START Excerpted text

Toward Scalable Semantic Big Data

Julian Dolby

IBM Thomas J. Watson Research Center

SPLASH-I, Vancouver, October 2017

Collaborative Work

Bishwaranjan Bhattacharjee
Mihaela Bornea
James Cimino
Patrick Dantressangle
Achille Fokoue
Aditya Kalyanpur
Anastasios Kementsietsidis

Aaron Kersehbaum
Li Ma
Chintan Patel
Edith Schonberg
Kavitha Srinivas
Octavian Udrea

Outline

Running Example
Scalable expressive reasoning
Storing RDF data in a database
Integration of Web data

Running Example

Objects in Our Universe

Example OWL Universe

Individuals
$\begin{array}{l}Museum(Athens), Museum(Heraklion), \\ Museum(MOMA), Minoan(LaParisienne),\\ Mycenean(DeathMask),VanGogh(StarryNight)\end{array}$
Roles
$\begin{array}{l} has(Athens,DeathMask),has(MOMA,StarryNight)\\ has(Heraklion,LaParisienne) \end{array}$
Axioms (TGDs)

END Excerpted text
START Source material

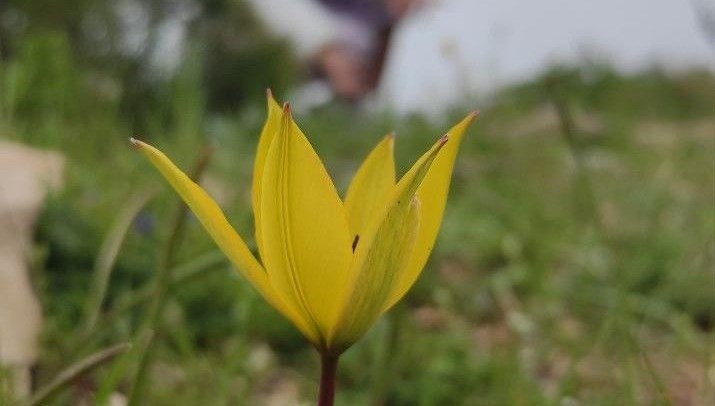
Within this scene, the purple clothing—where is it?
[318,0,392,30]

END Source material

Task details = Extract everything from "Individuals" down to "Axioms (TGDs)" in the scalable semantic big data slides above.

Final result =
Individuals
$\begin{array}{l}Museum(Athens), Museum(Heraklion), \\ Museum(MOMA), Minoan(LaParisienne),\\ Mycenean(DeathMask),VanGogh(StarryNight)\end{array}$
Roles
$\begin{array}{l} has(Athens,DeathMask),has(MOMA,StarryNight)\\ has(Heraklion,LaParisienne) \end{array}$
Axioms (TGDs)